═════ SUPPLIED TEXT ═════

Players from both sides have sought to downplay the hype around the match even though tickets sold out within five minutes of going on sale earlier this year.
They even hobnobbed with each other though many suspect the bonhomie is a coping mechanism to deal with the pressure of expectation from their unforgiving fans back home.
India will be particularly under pressure to avoid a repeat of the last year's World Cup when a 10-wicket thumping by Pakistan in their opener set the tone for their early exit from the tournament.
The strike rate of their top order and death bowling remains a concern for the inaugural champions who are without injured pace spearhead Jasprit Bumrah.
The onus is on their explosive middle order, led by the swashbuckling Suryakumar Yadav, to come good against Pakistan's formidable pace attack bolstered by Shaheen Afridi's return from a knee injury.
Afridi had removed Rohit Sharma and KL Rahul in last year's tournament to set the tone for their comprehensive victory and the left-arm speedster would be eager to prove his class on Sunday.
Pakistan's much-maligned middle order showed signs of form in the recent tri-series in New Zealand but a lot would depend on what kind of start they get from Mohammad Rizwan, currently the top-ranked T20 batter, and skipper Babar Azam at the top of the order.
"It's a high-pressure game but we'll try to keep it simple and keep faith in our abilities and the practice that we've done," said Babar.
India's Yadav separates Rizwan and Babar in the official rankings and fans would be justified in expecting batting fireworks in a match featuring the world's top three T20 batters.

═════ COLLECTED DATA ═════

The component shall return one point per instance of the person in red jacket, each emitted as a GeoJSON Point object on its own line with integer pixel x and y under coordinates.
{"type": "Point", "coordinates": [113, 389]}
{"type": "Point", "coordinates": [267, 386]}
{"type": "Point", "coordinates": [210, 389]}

═════

Transcribe the passage of the India–Pakistan match preview that lies between "Pakistan's much-maligned middle" and "of the order.", inclusive.

◆ SOLUTION FOR THIS EXERCISE
Pakistan's much-maligned middle order showed signs of form in the recent tri-series in New Zealand but a lot would depend on what kind of start they get from Mohammad Rizwan, currently the top-ranked T20 batter, and skipper Babar Azam at the top of the order.